(ウ) 医療.福祉の現状と課題
(現状)
○町内には、公立の香住総合病院と佐津診療所があり、公立香住総合病院には、鳥取大学から医者が派遣されている。
○福祉施設としては、地域福祉センターがlヶ所のほか、町立1ヶ所、社会福祉法人2ヶ所の保育所がある。
○医療面が不十分と感じているのは、地元若手グループと若者Uターン者の4割、高校生の約3割にのぼる。医療については、特に、質の高い医療機関を求める意見が多く寄せられている。
○福祉面への不満はさほど強くないが、福祉施設の少なさや高齢者福祉施策の不十分さに対する指摘がある。
○若い母親など子供をもつ若者からは、子供を安心して遊ばせられる公園のようなところが少ないとの指摘もある。
○地元若者グループの中で、今後、福祉関連のボランテイア活動に取り組んでみたいとする人が約3割いる。
(課題)
? アンケートからは若者の医療に対する満足度が低い結果が出たが、このことは、広域に及ぶ医療連携システムが理解されにくいことも一因であると思われ、広報などを活用して広く知らせることが必要である。
○特に目立った福祉機能に対する要望・不満はみられなかったが、老人ホームの不足などが指摘されており、少子化・高齢化に対応した福祉施設・サービスの充実が必要である。
○また、若者の中には福祉関係のボランティア参加を望む人もみられることから、このような人材を育児や介護支援などに活用するシステムをつくることが望まれる。

------------------------

• [やること]:
• 1. 医療・福祉の現状と課題の文章の「(ウ) 医療.福祉の現状と課題」から「る意見が多く寄せられている。」まで（両端を含む）を、「鳥取大学」を「県内の大学」に置き換えて書き直せ。
• 2. 医療・福祉の現状と課題の文章によると、今後、福祉関連のボランティア活動に取り組んでみたいとする人は、地元若者グループの中にどのくらいいるか。
• 3. 医療・福祉の現状と課題の文章を、最後の文の後から書き継げ。
エントリは今回の作業には使わない。

• [データ抜粋]:
------------------------

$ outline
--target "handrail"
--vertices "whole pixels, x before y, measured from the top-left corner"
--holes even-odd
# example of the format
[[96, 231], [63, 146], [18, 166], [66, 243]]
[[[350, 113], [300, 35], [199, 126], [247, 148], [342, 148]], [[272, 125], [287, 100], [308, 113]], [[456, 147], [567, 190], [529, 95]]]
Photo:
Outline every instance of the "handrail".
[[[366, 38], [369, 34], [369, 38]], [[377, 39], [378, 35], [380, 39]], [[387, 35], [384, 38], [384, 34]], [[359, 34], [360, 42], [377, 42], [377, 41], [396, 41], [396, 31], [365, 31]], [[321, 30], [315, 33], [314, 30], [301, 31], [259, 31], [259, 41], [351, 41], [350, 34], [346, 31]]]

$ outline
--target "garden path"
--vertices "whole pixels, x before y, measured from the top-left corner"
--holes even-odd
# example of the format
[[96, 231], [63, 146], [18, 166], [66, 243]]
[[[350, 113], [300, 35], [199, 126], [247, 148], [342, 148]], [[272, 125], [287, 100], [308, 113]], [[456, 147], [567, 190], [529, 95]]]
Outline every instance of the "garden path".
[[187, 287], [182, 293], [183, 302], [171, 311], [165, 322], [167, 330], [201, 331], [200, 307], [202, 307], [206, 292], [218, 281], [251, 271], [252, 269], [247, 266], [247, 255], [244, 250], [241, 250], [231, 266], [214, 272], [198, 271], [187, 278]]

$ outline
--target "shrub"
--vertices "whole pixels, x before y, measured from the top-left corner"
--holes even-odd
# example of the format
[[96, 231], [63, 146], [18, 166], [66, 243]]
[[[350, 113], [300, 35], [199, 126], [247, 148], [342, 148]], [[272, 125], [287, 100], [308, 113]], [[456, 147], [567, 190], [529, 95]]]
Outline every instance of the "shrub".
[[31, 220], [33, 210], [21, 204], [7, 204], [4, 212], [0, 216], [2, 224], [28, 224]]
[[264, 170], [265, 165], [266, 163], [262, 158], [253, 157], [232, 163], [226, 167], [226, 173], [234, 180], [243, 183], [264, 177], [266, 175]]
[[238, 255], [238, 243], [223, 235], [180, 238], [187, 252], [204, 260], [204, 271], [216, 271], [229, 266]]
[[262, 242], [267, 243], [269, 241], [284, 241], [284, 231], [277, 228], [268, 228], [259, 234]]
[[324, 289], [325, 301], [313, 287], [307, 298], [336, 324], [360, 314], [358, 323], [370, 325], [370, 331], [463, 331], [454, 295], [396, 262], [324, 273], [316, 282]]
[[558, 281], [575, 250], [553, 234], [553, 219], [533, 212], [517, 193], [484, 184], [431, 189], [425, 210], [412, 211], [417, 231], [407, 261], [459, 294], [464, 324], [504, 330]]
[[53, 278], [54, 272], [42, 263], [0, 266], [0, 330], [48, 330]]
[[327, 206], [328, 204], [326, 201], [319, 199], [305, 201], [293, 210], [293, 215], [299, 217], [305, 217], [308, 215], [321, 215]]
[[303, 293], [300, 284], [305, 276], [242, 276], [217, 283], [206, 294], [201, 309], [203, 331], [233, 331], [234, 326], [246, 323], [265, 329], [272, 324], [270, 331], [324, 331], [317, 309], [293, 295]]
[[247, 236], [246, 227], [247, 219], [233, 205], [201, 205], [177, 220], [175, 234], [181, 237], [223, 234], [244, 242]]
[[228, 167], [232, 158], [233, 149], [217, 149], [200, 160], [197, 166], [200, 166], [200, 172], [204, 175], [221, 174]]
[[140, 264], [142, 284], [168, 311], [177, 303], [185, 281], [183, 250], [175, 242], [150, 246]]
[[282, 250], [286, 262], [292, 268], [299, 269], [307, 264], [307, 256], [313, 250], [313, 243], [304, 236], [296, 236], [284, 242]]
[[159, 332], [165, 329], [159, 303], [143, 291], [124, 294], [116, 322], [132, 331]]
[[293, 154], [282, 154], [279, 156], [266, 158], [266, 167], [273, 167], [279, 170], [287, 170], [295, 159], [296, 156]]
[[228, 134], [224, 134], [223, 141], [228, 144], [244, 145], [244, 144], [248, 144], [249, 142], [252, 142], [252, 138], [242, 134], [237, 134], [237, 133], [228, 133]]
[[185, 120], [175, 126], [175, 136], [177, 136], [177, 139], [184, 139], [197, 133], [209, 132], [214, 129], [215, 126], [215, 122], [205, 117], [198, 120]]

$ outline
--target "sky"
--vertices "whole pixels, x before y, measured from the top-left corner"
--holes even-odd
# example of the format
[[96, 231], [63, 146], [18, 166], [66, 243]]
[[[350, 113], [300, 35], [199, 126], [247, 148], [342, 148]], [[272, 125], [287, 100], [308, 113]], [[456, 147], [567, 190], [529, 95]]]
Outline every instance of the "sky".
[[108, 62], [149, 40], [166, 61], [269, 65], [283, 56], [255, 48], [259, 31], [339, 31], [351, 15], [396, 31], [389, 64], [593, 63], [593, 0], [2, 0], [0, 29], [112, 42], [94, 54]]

------------------------

• [解答]:
• 1.
(ウ) 医療.福祉の現状と課題
(現状)
○町内には、公立の香住総合病院と佐津診療所があり、公立香住総合病院には、県内の大学から医者が派遣されている。
○福祉施設としては、地域福祉センターがlヶ所のほか、町立1ヶ所、社会福祉法人2ヶ所の保育所がある。
○医療面が不十分と感じているのは、地元若手グループと若者Uターン者の4割、高校生の約3割にのぼる。医療については、特に、質の高い医療機関を求める意見が多く寄せられている。

• 2. 約3割いる。

• 3.
(エ) 学校教育等(教育機関、学習に必要な商店、塾・予備校)の現状と課題
(現状)
○但馬地域には母都市の豊岡市に短大が1校、専門学校も数校あるのみで、進学希望者の大多数は大阪市や神戸市など阪神方面の都市部に転出せざるをえないのが現状である。町内あるいは通学できる範囲に大学、短大、専門学校などがあったらよいと答えたのは若者Uターン者の6割、高校生の約半数、地元若手グループの約4分の3を占めている。
○県立香住高等学校には普通科のほかに漁業科と水産食品学科があり、町の産業特性を教育現場に活かしてはいるものの、地元就職にはほとんど結びついていない。
○義務教育の現場では、一部の小学校で児童数の減少から複式学級へ移行する可能性が高まっている。
○本町では県が小学校5年生を対象に実施している自然学校を受け人れ、町外の小学生に対して地曳き網や干物づくりなどを体験させているが、町内の小学生に対しては同様の体験メニューが用意されていないなど、地元の子供達は地域学習機会に恵まれていない面がある。
○子供をもつ若い母親からは、町内には幼稚園や小学校の親子レクリエーション行事で利用できる施設がないとの不満の声があがっている。
○学校教育に関連する学習に必要な商店の充実度については、地元若手グループと若者Uターン者の9割近く、高校生の約4分の3が不満と回答している。その具体的な不満点は品揃えについてが最も多かった。
○また、塾や予備校などの充実度に対しては、不満は若者Uターン者の4割、高校生、地元若手グループのそれぞれ3割にとどまった。ただ、個別には予備校・塾の絶対数の不足や質の問題が指摘されている。
○通学利便については、高校生の約6割が不便を感じている。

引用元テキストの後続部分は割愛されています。